**WRITTEN REQUEST A**: Count the lines of the records that contain the string "stick", treating case as significant, and give only that number.

Begin TEXT SECTION

NEW TESTAMENT PURITANISM

2 Cor. 6:11-7:1.—"Our mouth is open unto you, O Corinthians, our heart is enlarged. Ye are not straitened in us, but ye are straitened in your own affections. Now for a recompense in like kind (I speak as unto my children), be ye also •enlarged. Be not unequally yoked with unbelievers: for what fellowship have righteousness and iniquity? or what communion hath light with darkness? And what concord hath Christ with Belial? or what portion hath a believer with an unbeliever? And what agreement hath a temple of God with idols? for we are a temple of the living' God; even as God said, I will dwell in them, and walk in them; and I will be their God, and they shall be my people. Wherefore come ye out from among them, and be ye separate, saith the Lord, and touch no unclean thing; and I will receive you, and will be to you a Father, and ye shall be to me sons and daughters, saith the Lord Almighty. Having therefore these promises, beloved, let us cleanse ourselves from all defilement of flesh and spirit, perfecting holiness in the fear of God."

It is not easy to determine with exactitude the circumstances which gave occasion to this striking paragraph, which stands out so prominently on the pages of Second Corinthians as almost to separate itself from its context and form a whole of its own. Of two things, however, we may be reasonably sure. There was a party in the Corinthian Church which we may perhaps fairly describe as the party of the Libertines; and out of this party, too, there had arisen an opposition to the leadership of Paul, and a tendency to accuse him of insincerity and self-seeking in his work at Corinth. We must picture the Apostle, therefore, as compelled to defend himself and the purity of his ministry, in this Epistle, not only against a narrow Judaistic formalism, with its touch not, taste not, handle not, but also against a loose worldliness which was inclined to adapt its Christianity to the usages current m the heathen society about it. Differing in everything else, both parties agreed in unwillingness to subject themselves unreservedly to the guidance of Paul; and in defence of themselves represented him as acting towards the church from interested motives.

End TEXT SECTION

**WRITTEN REQUEST B**:
Answer these questions from the text on New Testament Puritanism above:
(i) In the quoted verses, with whom are the Corinthians told not to be unequally yoked?
(ii) What name does the text suggest for the party in the Corinthian Church?
(iii) From what kind of motives did both parties represent Paul as acting toward the church?

Begin EXTRACTED MATERIAL

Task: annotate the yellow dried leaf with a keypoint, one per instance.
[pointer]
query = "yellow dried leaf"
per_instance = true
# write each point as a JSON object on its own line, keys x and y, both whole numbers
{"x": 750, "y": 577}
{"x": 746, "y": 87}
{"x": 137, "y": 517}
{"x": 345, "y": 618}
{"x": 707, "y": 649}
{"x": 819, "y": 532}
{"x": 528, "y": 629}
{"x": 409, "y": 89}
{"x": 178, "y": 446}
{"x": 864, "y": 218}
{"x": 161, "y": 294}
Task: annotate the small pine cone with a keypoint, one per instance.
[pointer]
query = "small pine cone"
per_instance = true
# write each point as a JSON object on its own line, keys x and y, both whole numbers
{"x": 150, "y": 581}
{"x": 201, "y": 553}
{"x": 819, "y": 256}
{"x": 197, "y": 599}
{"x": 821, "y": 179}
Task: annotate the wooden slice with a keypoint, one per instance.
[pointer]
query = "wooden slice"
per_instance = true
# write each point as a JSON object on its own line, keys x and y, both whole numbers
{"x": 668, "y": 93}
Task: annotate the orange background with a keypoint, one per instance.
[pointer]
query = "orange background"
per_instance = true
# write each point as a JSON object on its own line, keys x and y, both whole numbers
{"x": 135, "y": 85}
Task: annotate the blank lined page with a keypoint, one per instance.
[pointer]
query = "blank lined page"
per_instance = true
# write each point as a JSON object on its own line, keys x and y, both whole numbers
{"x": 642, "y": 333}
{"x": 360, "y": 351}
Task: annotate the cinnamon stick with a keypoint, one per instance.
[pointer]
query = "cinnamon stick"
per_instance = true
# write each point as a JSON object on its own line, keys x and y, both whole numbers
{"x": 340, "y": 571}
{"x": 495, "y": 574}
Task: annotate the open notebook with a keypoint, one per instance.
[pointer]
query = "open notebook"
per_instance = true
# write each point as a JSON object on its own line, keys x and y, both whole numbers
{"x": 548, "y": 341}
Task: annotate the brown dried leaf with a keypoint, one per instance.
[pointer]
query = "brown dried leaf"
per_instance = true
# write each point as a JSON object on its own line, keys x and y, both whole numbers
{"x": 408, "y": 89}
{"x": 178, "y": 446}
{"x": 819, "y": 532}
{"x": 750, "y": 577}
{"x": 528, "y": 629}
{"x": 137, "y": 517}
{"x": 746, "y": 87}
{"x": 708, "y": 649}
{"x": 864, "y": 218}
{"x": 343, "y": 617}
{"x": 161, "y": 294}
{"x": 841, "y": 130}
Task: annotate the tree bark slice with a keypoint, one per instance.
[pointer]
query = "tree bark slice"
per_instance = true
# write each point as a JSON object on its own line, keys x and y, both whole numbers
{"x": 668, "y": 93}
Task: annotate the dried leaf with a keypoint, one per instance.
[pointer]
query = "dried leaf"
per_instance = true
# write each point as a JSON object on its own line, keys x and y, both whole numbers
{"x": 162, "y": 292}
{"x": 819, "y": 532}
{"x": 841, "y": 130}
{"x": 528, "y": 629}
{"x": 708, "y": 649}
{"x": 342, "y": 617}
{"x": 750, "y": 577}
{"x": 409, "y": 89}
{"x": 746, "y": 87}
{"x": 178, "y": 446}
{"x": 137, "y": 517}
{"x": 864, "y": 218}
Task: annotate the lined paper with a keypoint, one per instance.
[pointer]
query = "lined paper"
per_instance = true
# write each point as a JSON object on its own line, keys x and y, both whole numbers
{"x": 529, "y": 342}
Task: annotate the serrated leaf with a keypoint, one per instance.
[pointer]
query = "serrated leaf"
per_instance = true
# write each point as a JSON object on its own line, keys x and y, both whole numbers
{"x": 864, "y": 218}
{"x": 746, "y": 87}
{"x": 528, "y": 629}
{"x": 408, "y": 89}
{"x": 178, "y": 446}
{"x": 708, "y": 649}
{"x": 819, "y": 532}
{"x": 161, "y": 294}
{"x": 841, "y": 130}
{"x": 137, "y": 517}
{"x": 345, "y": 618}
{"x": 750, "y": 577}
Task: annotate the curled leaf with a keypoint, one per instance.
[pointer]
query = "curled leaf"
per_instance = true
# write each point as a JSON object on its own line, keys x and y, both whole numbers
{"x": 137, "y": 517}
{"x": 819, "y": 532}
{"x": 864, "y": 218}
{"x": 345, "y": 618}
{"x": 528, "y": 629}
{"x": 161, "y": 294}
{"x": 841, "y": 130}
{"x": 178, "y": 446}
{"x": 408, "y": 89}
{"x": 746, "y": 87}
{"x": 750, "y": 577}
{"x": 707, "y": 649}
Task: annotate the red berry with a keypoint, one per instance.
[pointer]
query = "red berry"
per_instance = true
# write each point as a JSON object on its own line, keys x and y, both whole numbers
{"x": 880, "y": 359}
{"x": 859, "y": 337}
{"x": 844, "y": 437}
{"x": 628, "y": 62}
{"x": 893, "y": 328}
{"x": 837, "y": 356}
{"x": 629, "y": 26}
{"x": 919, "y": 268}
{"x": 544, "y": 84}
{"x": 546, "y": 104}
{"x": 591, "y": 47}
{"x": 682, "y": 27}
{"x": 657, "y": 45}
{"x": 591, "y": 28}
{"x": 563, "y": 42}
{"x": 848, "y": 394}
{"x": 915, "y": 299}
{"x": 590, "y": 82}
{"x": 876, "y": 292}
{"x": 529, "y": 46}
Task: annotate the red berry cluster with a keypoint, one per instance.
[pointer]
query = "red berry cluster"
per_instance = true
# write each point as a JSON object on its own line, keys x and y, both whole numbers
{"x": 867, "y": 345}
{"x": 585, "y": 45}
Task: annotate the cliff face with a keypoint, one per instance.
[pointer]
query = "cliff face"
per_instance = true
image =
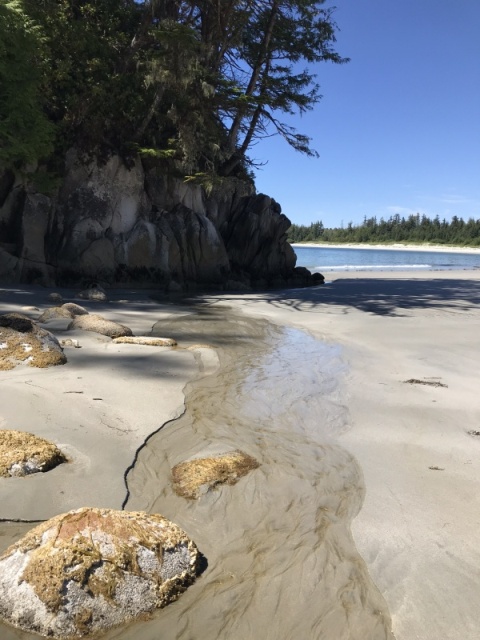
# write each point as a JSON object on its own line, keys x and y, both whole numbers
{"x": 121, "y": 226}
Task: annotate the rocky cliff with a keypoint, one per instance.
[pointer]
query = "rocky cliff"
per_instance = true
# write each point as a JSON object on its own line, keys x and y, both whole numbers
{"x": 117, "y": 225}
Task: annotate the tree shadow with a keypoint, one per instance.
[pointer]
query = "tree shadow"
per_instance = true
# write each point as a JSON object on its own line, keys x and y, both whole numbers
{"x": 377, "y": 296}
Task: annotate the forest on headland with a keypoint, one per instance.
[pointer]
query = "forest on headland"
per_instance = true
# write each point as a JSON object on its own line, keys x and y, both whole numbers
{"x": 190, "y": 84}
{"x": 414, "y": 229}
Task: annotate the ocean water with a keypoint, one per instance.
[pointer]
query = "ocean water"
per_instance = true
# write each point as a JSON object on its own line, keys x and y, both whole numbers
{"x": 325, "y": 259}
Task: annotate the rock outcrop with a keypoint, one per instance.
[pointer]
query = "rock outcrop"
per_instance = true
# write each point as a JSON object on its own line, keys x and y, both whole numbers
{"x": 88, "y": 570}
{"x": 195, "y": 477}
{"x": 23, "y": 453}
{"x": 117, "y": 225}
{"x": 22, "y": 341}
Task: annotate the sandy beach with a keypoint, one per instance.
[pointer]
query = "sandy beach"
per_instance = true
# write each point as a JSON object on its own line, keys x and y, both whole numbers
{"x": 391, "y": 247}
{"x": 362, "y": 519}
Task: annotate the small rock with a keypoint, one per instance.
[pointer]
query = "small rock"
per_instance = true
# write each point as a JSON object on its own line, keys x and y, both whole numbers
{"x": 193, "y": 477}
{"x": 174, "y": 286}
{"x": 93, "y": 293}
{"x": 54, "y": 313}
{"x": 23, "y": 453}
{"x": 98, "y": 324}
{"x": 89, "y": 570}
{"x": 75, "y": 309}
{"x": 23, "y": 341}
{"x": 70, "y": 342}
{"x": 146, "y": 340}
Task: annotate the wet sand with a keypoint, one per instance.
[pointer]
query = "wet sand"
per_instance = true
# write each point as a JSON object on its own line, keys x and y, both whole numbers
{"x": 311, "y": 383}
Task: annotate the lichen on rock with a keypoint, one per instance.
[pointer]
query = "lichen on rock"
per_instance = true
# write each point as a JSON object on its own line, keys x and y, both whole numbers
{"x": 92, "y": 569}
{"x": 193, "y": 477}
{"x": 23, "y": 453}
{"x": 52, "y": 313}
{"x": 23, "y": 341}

End EXTRACTED MATERIAL

**TASK OUTPUT A**: 2

**TASK OUTPUT B**:
(i) Unbelievers.
(ii) The party of the Libertines.
(iii) Interested motives.